WHAT IS BEING ASKED:
Collect every line of the records below that contains the word "snow", and copy each one as it appears.

AVAILABLE RECORDS:
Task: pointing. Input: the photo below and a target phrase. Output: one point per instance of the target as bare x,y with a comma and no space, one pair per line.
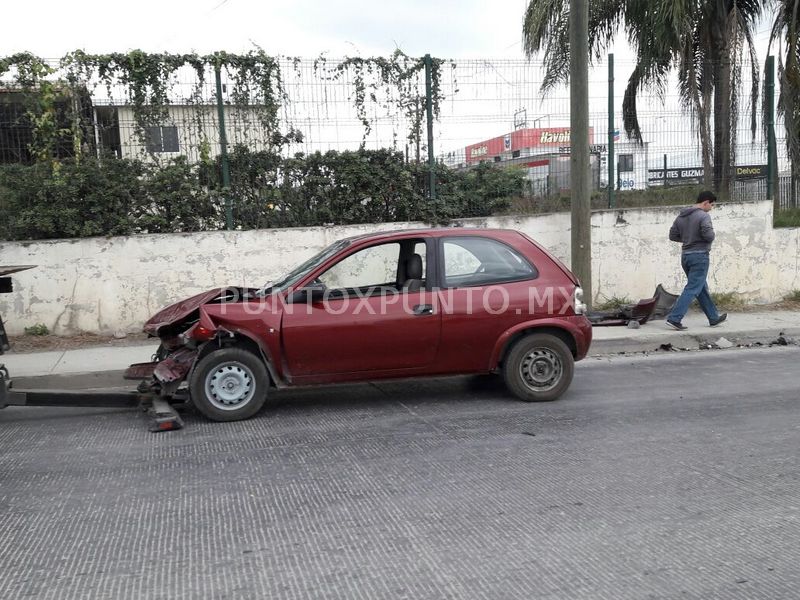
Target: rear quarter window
473,261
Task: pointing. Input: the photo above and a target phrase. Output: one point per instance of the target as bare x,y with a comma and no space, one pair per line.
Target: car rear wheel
538,368
229,385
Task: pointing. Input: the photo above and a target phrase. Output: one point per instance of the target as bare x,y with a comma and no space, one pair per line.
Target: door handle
423,309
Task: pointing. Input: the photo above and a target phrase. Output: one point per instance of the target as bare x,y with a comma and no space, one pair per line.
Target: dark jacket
693,229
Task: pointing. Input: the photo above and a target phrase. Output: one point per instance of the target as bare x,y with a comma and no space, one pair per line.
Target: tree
707,41
785,30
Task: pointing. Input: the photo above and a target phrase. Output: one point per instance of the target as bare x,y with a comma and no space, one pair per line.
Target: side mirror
314,292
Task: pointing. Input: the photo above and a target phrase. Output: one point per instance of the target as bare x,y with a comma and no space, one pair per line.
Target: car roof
434,232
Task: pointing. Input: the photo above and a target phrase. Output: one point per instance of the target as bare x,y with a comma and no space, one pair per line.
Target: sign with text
692,175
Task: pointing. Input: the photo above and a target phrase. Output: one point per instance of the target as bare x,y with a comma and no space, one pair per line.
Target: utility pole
580,184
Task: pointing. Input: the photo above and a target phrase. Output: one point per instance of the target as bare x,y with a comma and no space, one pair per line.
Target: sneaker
718,320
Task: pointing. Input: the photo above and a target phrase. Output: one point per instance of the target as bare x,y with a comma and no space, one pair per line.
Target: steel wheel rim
230,386
541,369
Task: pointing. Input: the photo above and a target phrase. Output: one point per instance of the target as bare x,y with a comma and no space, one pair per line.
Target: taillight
199,333
577,301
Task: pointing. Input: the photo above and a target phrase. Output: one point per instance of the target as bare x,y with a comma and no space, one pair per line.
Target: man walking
694,230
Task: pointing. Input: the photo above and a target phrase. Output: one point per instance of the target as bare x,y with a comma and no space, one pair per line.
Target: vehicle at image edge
398,304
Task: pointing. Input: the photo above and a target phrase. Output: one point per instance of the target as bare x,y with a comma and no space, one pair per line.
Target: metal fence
486,110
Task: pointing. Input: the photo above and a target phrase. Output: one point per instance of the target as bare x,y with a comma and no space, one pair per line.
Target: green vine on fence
399,74
147,82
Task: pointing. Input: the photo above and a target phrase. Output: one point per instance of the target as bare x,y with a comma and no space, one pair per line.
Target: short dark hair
706,195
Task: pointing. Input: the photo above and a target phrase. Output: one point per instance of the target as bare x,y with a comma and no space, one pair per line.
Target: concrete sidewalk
740,328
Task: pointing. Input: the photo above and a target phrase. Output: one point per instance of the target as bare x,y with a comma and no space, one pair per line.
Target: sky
306,28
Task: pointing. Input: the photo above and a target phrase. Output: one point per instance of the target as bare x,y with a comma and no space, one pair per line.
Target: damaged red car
413,303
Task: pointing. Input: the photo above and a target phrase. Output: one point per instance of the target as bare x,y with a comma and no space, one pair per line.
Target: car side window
371,267
471,261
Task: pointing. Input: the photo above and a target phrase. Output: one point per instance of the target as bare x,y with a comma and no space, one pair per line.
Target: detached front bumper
173,368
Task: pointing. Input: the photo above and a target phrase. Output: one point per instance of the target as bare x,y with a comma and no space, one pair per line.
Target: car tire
538,368
230,384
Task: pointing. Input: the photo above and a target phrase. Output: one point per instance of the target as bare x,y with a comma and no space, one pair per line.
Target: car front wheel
538,368
229,385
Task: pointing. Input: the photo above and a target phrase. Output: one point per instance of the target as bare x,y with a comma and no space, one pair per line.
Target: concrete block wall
103,285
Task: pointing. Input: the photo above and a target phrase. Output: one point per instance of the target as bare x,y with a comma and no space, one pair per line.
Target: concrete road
669,476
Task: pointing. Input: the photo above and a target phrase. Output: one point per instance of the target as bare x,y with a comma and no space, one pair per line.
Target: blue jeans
695,265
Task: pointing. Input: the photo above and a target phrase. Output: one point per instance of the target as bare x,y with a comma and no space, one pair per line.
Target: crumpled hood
184,308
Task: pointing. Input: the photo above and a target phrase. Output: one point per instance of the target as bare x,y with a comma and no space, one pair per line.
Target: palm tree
705,40
786,30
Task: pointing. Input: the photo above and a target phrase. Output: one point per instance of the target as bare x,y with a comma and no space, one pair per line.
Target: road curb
684,340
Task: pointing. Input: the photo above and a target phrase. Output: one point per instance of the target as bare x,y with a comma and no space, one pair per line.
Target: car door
369,319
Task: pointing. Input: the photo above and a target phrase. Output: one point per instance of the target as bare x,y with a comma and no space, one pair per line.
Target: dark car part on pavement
647,309
163,416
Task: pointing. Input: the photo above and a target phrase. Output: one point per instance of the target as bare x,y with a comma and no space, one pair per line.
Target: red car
399,304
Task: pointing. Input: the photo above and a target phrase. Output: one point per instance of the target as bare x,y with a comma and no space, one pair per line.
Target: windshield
296,274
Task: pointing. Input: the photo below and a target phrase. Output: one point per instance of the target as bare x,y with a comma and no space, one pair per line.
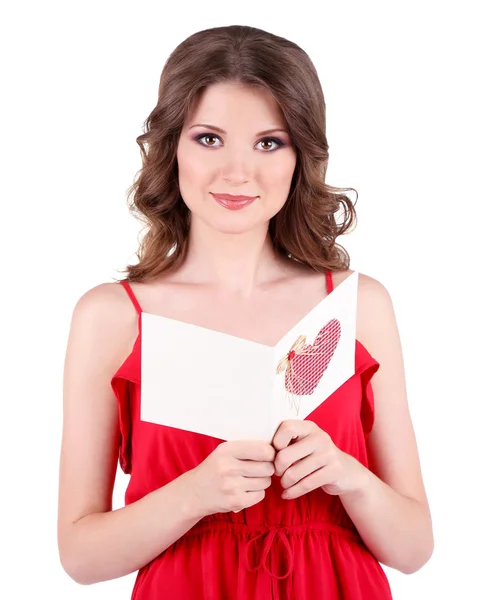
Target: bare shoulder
106,314
375,312
102,333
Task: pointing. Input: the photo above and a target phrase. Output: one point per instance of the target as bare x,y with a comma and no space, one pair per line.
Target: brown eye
274,142
206,136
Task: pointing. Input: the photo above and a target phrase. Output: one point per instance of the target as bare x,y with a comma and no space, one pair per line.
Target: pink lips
234,202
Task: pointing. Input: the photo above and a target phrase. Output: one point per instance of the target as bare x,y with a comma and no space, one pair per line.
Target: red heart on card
307,365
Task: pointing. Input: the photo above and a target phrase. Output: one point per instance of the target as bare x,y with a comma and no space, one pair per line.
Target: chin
236,225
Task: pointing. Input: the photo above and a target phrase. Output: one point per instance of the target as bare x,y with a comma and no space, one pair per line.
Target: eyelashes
277,141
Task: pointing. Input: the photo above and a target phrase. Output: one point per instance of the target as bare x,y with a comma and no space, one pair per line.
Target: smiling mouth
234,202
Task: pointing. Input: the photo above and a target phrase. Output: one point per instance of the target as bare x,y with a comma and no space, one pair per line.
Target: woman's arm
96,543
387,503
391,512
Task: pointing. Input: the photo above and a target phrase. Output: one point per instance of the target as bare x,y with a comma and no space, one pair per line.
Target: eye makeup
278,141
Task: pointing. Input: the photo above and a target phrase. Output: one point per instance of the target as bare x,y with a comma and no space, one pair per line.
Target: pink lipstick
234,202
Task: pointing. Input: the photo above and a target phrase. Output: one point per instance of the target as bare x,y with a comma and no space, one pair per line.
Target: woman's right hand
233,477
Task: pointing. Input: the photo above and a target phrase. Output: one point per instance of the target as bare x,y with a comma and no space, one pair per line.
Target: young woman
241,239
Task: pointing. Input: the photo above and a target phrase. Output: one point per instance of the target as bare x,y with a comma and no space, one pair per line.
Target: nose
237,165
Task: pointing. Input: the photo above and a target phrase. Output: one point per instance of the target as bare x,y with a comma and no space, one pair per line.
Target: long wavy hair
306,228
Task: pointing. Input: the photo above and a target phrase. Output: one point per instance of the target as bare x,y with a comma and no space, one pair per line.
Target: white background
410,103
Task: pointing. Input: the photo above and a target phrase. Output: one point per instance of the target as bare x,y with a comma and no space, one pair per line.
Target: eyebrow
214,128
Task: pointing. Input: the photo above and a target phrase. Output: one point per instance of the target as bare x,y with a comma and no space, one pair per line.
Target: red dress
306,548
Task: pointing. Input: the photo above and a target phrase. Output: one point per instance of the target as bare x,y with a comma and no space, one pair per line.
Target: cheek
279,173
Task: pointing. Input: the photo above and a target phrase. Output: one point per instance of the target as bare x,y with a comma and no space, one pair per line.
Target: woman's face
224,148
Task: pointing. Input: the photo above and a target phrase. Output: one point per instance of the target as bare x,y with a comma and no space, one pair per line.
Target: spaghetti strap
330,285
130,293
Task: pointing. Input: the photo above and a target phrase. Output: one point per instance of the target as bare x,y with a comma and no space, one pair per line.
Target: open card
231,388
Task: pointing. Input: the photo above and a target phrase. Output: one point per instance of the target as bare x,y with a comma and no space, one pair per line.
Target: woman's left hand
313,461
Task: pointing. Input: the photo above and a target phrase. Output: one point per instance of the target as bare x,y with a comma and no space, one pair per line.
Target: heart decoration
305,364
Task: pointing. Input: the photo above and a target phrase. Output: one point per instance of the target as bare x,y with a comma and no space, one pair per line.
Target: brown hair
305,229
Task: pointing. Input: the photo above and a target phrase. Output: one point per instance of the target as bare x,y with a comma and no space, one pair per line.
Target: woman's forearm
103,546
395,528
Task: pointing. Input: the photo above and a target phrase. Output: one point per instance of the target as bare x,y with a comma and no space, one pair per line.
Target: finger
253,450
312,482
254,498
290,430
256,484
250,468
302,469
293,453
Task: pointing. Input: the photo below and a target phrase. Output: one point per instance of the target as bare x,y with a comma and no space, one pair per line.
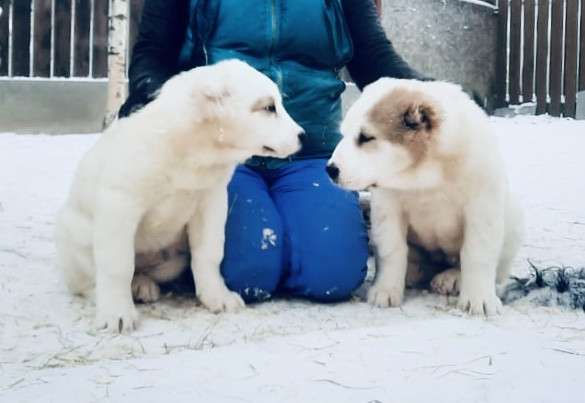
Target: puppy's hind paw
447,282
145,289
385,297
222,301
118,321
489,305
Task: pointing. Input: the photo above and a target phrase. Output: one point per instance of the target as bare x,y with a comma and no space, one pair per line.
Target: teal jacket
301,45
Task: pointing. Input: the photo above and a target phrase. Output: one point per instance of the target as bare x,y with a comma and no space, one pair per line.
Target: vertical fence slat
62,47
5,6
542,57
42,39
501,56
135,16
515,50
571,32
556,54
582,49
82,25
528,65
21,38
100,39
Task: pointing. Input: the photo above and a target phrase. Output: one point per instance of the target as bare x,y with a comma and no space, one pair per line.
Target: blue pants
290,230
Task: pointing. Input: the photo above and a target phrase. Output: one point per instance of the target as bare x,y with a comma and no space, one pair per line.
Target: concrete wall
52,106
447,39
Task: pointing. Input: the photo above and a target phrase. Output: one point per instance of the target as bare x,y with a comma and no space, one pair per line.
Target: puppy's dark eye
364,138
270,109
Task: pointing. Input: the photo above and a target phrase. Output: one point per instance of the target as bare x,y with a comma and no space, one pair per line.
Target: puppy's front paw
447,282
117,318
487,304
145,289
221,300
385,297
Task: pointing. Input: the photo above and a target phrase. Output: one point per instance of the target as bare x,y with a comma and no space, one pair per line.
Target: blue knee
255,278
338,280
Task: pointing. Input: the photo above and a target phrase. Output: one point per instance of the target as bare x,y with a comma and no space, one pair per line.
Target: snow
291,350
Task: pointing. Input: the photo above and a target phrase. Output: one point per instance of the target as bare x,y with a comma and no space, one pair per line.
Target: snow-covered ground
291,351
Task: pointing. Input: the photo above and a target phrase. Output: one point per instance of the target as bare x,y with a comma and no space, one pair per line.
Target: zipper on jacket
274,27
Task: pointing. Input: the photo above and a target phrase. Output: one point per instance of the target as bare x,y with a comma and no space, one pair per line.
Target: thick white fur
161,171
455,199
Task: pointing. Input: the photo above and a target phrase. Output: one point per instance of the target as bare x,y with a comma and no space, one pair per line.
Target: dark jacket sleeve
154,57
374,56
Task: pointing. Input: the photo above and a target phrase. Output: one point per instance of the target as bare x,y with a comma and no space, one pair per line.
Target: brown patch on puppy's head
406,117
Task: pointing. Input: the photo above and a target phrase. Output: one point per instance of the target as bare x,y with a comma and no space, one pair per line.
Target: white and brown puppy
428,153
162,171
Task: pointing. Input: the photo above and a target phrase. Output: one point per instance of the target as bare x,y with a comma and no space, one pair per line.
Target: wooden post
117,60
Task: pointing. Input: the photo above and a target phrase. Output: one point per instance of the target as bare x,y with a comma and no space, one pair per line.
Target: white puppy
438,183
161,171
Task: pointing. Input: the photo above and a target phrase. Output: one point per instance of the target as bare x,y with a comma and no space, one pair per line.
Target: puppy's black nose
333,171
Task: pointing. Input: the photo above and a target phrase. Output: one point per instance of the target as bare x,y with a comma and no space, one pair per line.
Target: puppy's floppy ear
420,116
211,98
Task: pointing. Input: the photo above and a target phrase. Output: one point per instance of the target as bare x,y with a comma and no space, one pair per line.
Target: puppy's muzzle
333,172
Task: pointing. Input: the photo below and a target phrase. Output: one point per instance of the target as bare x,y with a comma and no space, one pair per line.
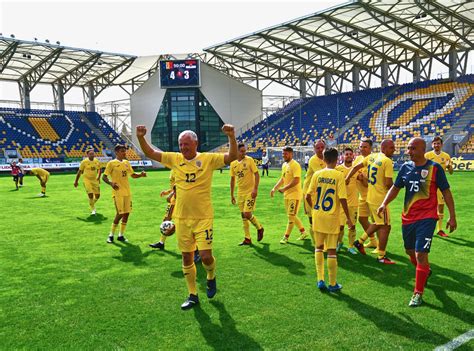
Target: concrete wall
235,102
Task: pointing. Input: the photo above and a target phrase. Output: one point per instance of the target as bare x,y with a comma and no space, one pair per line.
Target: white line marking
456,342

RESPONSE BELOW:
Target: snow
Target: snow-covered ground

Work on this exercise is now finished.